| Cosa farai |
Prosegui il brano sul ricorso per cassazione, riprendendo subito dopo la sua ultima frase.

| Brano estratto |
————

Con sentenza n. 3342/2008, il Tribunale di Cosenza dichiarò l’inammissibilità sia della domanda principale, che di quella riconvenzionale.
Il giudizio di gravame, instaurato da COGNOME NOME, si concluse, nella resistenza di COGNOME che propose appello incidentale in merito al suo diritto ad ottenere dall’appellante la somma di euro 185.294,48 quale credito nei confronti del medesimo, e nella contumacia di NOME e NOME COGNOME, con la sentenza n. 2061/2018 del 3/7/2018, con la quale la Corte d’Appello di Catanzaro accolse parzialmente l’appello principale, condannando COGNOME a corrispondere, all’appellante, la somma di euro 6.273,00 a titolo di canoni di locazione relativi agli immobili di proprietà del medesimo e rigettò ogni altra domanda svolta dall’appellante principale e dall’appellante incidentale.
Contro la predetta sentenza, COGNOME Enna propone ricorso per cassazione affidato a sette motivi. NOME COGNOME si difende con controricorso, mentre NOME COGNOME e NOME COGNOME sono rimasti intimati.
Considerato che :
Con il primo motivo di ricorso, si lamenta la violazione e falsa applicazione dell’art. 36 cod. proc. civ., in relazione all’art. 360, n. 3, cod. proc. civ., per avere i giudici di merito accolto l’appello proposto da NOME COGNOME riguardante il pagamento dei canoni riscossi dalla ricorrente dagli appartamenti in Roma, senza esaminare l’eccezione sollevata, con la quale si lamentava
l’assenza di collegamento obiettivo della relativa domanda rispetto a quella principale, atteso che la questione dei canoni era stata posta dalla ricorrente al solo fine di sollecitare la loro compensazione con il maggior credito da essa vantato.
Con il secondo motivo di ricorso, si lamenta la violazione e/o falsa applicazione dell’art. 1362 cod. civ., in relazione all’art. 360, n. 3, cod. proc. civ., per avere i giudici violato le norme d’interpretazione della scheda testamentaria del de cuius , non considerando che il lascito in favore della ricorrente, che riguardava anche il denaro relitto, oltre a titoli di Stato, obbligazioni, azioni, fondi comuni, valori mobiliari ovunque depositati, arredi, gioielli e rapporti intrattenuti anche a nome di società fiduciaria o di altre società a lui riconducibili, non poteva che afferire anche a quello di cui ella non aveva la disponibilità materiale, in quanto oggetto di un rapporto obbligatorio.
Con il terzo motivo di ricorso, si lamenta la violazione e/o falsa applicazione dell’art. 1, comma 2, d.lgs. n. 58 del 1998, in relazione all’art. 360, n. 3, cod. proc. civ., per avere i giudici di merito ritenuto che il testatore rivestisse la qualifica di notaio e che, pertanto, se avesse voluto includere nel lascito anche i rapporti obbligatori lo avrebbe detto, senza considerare che, proprio in ragione di ciò, il de cuius aveva utilizzato l’espressione ‘ valori mobiliari ‘, consapevole che questa, alla stregua della citata diposizione normativa appena entrata in vigore, comprendesse anche gli strumenti finanziari negoziabili nel mercato dei capitali di rischio e ogni diritto non avente ad oggetto una res .

————

(Elenco dei dati)
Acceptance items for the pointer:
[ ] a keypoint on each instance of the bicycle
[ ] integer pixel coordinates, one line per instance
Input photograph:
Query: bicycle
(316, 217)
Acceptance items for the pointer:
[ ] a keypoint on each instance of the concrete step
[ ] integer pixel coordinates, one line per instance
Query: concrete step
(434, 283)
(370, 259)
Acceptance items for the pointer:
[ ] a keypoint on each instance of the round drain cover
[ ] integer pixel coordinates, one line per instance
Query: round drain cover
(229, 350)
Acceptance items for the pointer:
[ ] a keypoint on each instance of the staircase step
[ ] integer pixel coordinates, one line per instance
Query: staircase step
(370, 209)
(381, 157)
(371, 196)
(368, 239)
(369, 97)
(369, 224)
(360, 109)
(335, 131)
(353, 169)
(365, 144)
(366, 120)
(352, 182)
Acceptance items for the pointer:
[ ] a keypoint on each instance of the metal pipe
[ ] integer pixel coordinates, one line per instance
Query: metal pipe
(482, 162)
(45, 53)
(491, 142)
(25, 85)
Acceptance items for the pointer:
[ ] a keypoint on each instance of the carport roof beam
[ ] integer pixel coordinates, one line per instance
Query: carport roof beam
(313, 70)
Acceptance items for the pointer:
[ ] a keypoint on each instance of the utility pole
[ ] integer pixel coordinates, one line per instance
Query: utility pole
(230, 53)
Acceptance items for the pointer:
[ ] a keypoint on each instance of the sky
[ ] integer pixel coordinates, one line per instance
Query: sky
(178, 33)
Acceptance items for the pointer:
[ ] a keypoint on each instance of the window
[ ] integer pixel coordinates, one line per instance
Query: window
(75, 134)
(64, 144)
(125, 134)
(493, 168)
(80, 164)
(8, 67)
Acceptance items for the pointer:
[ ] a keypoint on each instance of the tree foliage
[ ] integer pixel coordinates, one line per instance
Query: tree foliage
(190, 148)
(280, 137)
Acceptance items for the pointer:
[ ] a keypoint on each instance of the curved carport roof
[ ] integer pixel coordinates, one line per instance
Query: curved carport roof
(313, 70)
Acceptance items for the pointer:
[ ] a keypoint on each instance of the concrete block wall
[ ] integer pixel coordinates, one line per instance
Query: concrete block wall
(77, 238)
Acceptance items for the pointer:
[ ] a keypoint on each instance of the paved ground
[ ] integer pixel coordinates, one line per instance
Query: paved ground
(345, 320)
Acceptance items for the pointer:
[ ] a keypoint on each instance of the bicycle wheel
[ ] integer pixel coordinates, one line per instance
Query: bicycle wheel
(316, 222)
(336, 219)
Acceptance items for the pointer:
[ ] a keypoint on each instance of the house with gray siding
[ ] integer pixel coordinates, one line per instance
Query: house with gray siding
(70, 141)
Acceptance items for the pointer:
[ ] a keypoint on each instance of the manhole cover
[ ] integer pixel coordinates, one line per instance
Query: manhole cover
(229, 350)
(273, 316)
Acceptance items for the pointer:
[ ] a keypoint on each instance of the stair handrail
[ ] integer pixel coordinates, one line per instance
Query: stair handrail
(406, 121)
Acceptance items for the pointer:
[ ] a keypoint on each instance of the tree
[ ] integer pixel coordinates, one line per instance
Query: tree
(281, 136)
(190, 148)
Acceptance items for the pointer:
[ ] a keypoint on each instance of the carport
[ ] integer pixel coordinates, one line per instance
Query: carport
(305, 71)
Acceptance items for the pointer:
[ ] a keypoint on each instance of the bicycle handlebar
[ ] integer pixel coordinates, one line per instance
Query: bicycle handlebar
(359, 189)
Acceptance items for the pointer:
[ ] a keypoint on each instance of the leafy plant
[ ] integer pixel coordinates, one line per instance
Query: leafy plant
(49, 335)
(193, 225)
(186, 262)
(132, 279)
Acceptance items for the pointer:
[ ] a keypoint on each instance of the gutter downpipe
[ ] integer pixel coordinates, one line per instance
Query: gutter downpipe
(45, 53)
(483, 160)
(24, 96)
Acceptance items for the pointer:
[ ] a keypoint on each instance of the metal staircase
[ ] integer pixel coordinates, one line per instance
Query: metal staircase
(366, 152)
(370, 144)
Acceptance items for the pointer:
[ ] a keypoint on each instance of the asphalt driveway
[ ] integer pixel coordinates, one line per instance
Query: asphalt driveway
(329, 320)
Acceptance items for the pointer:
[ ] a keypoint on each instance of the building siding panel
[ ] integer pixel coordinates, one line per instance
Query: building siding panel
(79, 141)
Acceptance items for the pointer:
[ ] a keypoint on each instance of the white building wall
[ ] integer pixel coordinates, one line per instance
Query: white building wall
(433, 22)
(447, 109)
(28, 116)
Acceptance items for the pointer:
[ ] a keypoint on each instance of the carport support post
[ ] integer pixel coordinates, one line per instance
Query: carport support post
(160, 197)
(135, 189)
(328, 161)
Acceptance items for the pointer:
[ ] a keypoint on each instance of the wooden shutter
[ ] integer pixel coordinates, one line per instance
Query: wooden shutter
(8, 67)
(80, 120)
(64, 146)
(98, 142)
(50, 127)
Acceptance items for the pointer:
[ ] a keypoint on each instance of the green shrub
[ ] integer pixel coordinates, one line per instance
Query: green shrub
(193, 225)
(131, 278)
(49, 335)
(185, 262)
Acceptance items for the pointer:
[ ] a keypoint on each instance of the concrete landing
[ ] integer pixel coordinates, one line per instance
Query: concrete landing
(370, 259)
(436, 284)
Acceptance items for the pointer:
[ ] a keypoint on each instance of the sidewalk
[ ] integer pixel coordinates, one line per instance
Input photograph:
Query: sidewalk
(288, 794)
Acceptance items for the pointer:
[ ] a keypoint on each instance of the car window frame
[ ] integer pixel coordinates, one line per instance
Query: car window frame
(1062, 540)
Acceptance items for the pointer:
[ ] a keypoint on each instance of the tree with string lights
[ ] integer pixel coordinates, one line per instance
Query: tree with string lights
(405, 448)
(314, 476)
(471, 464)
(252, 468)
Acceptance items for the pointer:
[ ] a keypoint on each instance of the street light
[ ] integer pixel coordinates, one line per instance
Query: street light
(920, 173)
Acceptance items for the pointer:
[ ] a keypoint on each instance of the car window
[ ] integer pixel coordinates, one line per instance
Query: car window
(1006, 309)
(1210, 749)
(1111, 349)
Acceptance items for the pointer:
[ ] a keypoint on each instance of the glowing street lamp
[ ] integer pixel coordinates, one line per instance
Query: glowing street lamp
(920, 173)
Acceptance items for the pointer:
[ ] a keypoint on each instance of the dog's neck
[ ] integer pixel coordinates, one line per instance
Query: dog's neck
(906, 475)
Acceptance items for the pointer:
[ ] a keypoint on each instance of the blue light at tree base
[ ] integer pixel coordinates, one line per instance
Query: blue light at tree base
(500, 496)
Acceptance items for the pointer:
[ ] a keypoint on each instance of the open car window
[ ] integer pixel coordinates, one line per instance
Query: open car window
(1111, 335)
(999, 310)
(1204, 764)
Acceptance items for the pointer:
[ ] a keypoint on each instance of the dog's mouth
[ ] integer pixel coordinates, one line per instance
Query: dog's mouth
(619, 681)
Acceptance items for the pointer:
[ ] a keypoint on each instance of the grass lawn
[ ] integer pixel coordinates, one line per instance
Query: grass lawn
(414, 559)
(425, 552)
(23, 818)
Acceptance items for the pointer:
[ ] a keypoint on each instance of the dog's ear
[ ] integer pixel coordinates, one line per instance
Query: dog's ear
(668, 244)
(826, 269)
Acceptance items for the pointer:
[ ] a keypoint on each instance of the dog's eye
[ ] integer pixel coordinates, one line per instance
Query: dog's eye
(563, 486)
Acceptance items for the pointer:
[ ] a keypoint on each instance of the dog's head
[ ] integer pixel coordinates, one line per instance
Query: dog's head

————

| Esito del compito |
Con il quarto motivo di ricorso, si lamenta la violazione e falsa applicazione dell’art. 812, terzo comma, cod. civ., in relazione all’art. 360, n. 3, cod. proc. civ., perché i giudici di merito non soltanto non avevano avvertito che il testatore aveva voluto lasciare alla compagna tutto il suo denaro e, ignorando il linguaggio finanziario, avevano creduto che il denaro oggetto di rapporto
obbligatorio non fosse un valore mobiliare, ma avevano anche violato la suddetta disposizione codicistica, che include nella categoria dei bei mobili anche i crediti, in particolare quelli pecuniari.
Con il quinto motivo di ricorso, si lamenta l’omesso esame di un punto decisivo della controversia che è stato oggetto di discussione tra le parti, in relazione all’art. 360, n. 5, cod. proc. civ., per avere i giudici di merito omesso di prendere posizione sulla questione, sollevata dalla ricorrente, secondo cui detti crediti, se non contemplati nel testamento, avrebbero dovuto essere divisi tra tutti gli eredi, sicché alla ricorrente sarebbe spettata quantomeno una quota degli stessi.
Con il sesto motivo di ricorso, si lamenta la violazione degli artt. 727 e 757 cod. civ., in relazione all’art. 360, n. 3, cod. proc. civ., per avere i giudici trascurato il fatto che ciascuno dei partecipanti alla comunione potesse agire singolarmente per far valere l’intero credito comune o per la sola parte proporzionale alla quota ereditaria, senza necessità di integrare il contraddittorio nei confronti degli altri eredi. Nella specie erano, peraltro, presenti i COGNOME.
Con il settimo motivo di ricorso, si lamenta, infine, l’omesso esame di un punto decisivo della controversia che è stato oggetto di discussione tra le parti, in relazione all’art. 360, n. 5, cod. proc. civ., perché i giudici di merito avevano omesso di considerare che la domanda proposta dalla ricorrente, avente ad oggetto la condanna di COGNOME NOME al pagamento della somma di euro 185.924,48, si riferisse al fatto che la predetta somma costituiva parte delle rendite che quest’ultimo aveva riscosso per conto del fratello defunto e che non aveva restituito proprio in quanto il notaio gliela aveva accreditata quale prezzo della vendita futura, limitandosi erroneamente ad affermare che l’attrice intendeva agire per l’esecuzione di una contestata transazione
immobiliare stipulata in un atto unilaterale (libro contabile del defunto) e invalida e che detta pretesa avrebbe dovuto trovare riscontro in un separato giudizio.
Preliminarmente, con memoria del 29/1/2025, la ricorrente ha dichiarato di rinunciare al ricorso, depositando anche atto di accettazione del 23/1/2025.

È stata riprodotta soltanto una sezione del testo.